Exercise goal: Write out, word for word, the lines of the listing below, from its first line through the line holding "positive clicks: (771, 168)". Include both of those lines.
::: Data records :::
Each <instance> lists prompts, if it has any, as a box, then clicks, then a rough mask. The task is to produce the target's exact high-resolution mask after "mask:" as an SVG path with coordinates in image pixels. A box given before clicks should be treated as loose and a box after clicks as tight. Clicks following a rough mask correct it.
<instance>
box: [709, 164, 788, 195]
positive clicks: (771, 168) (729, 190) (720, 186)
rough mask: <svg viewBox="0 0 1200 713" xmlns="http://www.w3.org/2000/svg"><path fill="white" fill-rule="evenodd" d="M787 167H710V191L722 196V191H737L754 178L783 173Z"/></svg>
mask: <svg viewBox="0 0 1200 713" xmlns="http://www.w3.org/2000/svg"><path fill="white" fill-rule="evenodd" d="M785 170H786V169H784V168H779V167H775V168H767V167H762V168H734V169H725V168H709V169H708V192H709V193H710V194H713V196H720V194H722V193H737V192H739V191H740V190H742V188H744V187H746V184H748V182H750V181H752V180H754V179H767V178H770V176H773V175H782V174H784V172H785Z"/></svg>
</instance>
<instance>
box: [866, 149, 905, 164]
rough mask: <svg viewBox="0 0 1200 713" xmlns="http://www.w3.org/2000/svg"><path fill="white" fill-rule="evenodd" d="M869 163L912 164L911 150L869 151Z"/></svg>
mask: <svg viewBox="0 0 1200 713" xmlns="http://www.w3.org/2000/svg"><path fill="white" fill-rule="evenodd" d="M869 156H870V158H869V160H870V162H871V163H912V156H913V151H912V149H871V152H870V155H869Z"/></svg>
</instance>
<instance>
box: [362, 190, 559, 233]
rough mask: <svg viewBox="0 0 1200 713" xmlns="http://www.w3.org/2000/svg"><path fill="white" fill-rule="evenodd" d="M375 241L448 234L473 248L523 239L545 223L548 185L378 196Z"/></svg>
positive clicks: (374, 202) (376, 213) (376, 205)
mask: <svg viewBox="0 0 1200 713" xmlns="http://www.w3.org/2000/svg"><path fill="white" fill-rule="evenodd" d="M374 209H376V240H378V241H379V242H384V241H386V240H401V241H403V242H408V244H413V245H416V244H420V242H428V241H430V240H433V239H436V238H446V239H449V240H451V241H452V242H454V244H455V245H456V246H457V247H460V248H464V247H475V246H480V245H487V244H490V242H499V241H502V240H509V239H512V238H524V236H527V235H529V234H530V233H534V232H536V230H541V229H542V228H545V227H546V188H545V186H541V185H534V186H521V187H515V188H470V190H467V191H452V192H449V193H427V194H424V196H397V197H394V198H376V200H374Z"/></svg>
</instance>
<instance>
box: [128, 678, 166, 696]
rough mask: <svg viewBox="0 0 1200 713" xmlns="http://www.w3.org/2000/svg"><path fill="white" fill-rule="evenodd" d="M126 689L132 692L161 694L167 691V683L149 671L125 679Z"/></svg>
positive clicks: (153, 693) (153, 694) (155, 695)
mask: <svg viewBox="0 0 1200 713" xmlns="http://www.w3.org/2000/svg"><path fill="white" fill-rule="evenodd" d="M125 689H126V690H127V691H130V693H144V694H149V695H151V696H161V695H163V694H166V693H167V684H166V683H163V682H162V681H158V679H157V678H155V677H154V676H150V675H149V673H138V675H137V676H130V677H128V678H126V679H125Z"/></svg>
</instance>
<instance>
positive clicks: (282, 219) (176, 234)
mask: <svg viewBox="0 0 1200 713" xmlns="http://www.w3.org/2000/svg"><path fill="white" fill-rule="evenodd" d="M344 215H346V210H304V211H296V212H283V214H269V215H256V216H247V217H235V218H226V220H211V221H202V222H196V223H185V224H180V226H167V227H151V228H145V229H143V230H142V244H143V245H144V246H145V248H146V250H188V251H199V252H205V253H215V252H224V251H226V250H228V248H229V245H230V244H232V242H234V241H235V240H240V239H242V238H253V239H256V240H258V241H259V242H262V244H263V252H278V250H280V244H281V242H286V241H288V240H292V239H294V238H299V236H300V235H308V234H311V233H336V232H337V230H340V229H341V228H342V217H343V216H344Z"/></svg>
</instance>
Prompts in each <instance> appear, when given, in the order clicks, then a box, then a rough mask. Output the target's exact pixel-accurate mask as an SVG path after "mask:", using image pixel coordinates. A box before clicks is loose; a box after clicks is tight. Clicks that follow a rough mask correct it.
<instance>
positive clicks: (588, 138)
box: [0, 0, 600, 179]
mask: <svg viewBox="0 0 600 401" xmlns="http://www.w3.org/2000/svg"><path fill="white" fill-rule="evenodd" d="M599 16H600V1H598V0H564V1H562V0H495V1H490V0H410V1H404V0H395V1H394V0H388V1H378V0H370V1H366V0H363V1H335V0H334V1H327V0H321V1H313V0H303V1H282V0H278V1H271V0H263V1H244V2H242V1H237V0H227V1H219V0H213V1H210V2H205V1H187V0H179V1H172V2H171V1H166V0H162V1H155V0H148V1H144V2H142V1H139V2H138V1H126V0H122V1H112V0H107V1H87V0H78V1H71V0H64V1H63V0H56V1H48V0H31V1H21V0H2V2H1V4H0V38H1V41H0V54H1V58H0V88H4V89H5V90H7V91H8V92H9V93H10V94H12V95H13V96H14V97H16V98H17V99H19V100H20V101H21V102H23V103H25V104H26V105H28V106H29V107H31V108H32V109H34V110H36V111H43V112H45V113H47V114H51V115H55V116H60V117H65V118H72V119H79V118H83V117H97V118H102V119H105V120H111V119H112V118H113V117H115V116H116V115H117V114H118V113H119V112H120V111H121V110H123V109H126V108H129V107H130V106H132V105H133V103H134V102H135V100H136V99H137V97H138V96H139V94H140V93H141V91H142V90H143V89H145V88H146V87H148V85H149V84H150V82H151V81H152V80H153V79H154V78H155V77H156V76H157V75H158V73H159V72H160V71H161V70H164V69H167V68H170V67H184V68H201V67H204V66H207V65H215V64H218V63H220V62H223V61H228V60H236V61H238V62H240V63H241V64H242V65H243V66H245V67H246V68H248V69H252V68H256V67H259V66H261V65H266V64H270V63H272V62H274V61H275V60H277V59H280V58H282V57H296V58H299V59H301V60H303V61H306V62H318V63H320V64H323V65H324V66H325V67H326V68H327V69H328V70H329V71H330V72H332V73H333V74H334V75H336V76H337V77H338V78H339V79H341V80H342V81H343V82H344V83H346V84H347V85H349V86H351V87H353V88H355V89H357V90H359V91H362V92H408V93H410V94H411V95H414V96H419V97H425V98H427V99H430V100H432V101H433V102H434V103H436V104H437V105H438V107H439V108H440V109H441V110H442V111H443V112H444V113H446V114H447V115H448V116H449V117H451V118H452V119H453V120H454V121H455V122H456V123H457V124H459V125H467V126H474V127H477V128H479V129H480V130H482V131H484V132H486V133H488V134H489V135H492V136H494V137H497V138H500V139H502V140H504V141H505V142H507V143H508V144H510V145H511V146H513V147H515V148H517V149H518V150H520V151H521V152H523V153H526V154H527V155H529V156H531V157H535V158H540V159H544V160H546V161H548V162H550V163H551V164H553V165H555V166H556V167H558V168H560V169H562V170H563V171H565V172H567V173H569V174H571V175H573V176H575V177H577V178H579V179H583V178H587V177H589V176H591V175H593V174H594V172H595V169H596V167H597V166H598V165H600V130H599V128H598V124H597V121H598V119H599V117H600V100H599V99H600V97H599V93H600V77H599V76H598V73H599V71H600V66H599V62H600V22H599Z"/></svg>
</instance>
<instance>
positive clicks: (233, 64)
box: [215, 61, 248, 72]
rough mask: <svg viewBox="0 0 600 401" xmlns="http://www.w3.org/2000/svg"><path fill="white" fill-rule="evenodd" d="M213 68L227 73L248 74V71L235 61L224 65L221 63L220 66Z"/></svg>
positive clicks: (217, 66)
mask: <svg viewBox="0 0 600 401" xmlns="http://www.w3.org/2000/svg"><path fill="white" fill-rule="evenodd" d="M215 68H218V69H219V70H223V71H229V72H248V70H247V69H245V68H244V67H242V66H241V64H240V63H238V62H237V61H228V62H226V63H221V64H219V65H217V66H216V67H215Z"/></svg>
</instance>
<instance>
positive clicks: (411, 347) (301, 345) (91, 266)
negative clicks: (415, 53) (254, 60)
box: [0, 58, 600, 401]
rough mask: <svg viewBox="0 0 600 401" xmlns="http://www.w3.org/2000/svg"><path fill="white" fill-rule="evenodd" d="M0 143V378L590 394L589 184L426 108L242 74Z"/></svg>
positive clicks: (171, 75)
:::
Answer for the task:
Each <instance> lists prompts, if it has any, as a box, then clicks, then a rough mask. The task is to produce the target's exact high-resolution mask after "mask:" as an SVG path with coordinates in image pixels. A box given before clicks should be treated as loose and a box after clicks as tight. Clicks following a rough mask correct it.
<instance>
box: [709, 164, 788, 195]
positive clicks: (771, 168) (729, 190) (720, 186)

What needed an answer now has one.